Friday, September 19, 2014

Why is cash so popular in for transactions in Germany?

In a world where more and more transactions are handled by credit or debit cards, why do people hold cash?  Cash is needed in some establishments that do not accept cards.  It also is difficult to trace, making it the payment mechanism of preference for those who wish to leave no record of their purchases.  However, cash carries significant downsides.  You can lose it or have it stolen.  It pays no interest.  Governments can debase its value by printing too much of it.  

It came as no surprise to me that half of Americans carry $20 or less in cash.  I expected this would be the case in most other high income countries.  I was wrong.  

It turns out that Germans still rely heavily on cash and this has been the case for some time.  They carry around an average of $123 in their wallets and conduct 80% of their transactions in cash.  This cannot be explained in terms of simple economic factors.  For instance lower interest rates would lead to increased cash holding, but interest rates in Germany and the US are pretty close to each other.   

Some sources argue that the German preference for cash reflects the hyperinflation of the 1920s.  But most of the people who lived through that event are no longer around.  (Also, if there was ever a time to minimize cash holdings, that was it.)  Another possibility is that debt avoidance is integrated into German culture; always paying in cash is a good way to avoid ballooning credit card bills.  

We may see a clash of culture with technology soon, as mobile payment systems become more widely available.  Will paying by phone be viewed as equivalent to paying in cash?

Thursday, September 18, 2014

NC State Jenkins ranked #15 Supply Chain MBA

The annual Gartner survey is the gold standard for ranking supply chain programs.  This year's ranking just came out and NC State's Jenkins MBA placed #15 in the US.  Penn State was #1, followed by Michigan State and Tennessee.  NC State was the only program in North Carolina in the top 25.  

Gartner's rankings are based mainly on two factors: Gartner's own evaluation of the curriculum and the success of graduates in the job market (measured by employer surveys and salaries).  This is great recognition for our supply chain program.  

Tuesday, September 16, 2014

Will MBA programs become unbundled?

Poets and Quants editor John Byrne has an interesting piece in USAToday regarding how technological disruption is likely to affect MBA programs.  Right now a good MBA program is a bundle of services that create value for students.  It starts with instruction from great professors, but also includes career coaching, networking with alumni and fellow students, and placement services.

MOOCs already threaten the instruction part of the bundle.  In the not-to-distant future, business students will be able to obtain certificates of completion for all MBA core subjects plus a mix of electives in mainstream subjects such as finance and marketing.  Byrne thinks that free MOOCs will quickly put MBA programs that lack strong career services and networking out of business.

Byrne does not address the possibility that other providers will step up and provide coaching, job contacts, and networking.  Students pay a hefty premium to get into the very top MBA programs.  The academic content of the core MBA courses is pretty much the same across all institutions, which implies that the perceived value of the nonacademics is driving the price premium.

This leaves open the question of how communication and leadership skills are developed.  These skills are #1 on the list of MBA recruiters.  Many of the top schools restrict admission to students with strong skills in this dimension; employers use a degree from those schools as a signal that the student possesses those skills.  Other schools invest heavily in training that changes student behavior.

My take: I am skeptical that MOOCs will be very helpful for developing the so-called "soft skills." Schools that take those skills seriously should be able to stay in business, and perhaps even prosper.

————

* Study questions
(a) Do the following statements agree with the blog excerpt? Answer yes or no for each, and quote the words of the excerpt that decide it. (i) Germans conduct 80% of their transactions in cash. (ii) NC State was one of several North Carolina programs in Gartner's top 25. (iii) Byrne considers whether other providers will step in to offer coaching, job contacts, and networking.
(b) According to the blog excerpt, which program placed first in this year's Gartner supply chain ranking?

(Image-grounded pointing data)
————

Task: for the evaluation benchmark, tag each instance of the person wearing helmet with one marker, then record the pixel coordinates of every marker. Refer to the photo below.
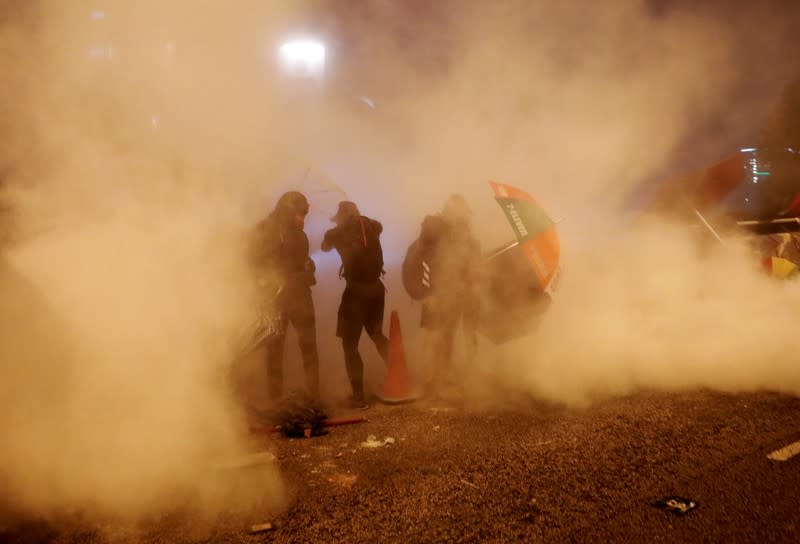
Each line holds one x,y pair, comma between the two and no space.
281,258
357,240
452,255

————

* Responses
(a)
(i) Yes: "conduct 80% of their transactions in cash."
(ii) No: "NC State was the only program in North Carolina in the top 25."
(iii) No: "Byrne does not address the possibility that other providers will step up and provide coaching, job contacts, and networking."

(b) Penn State.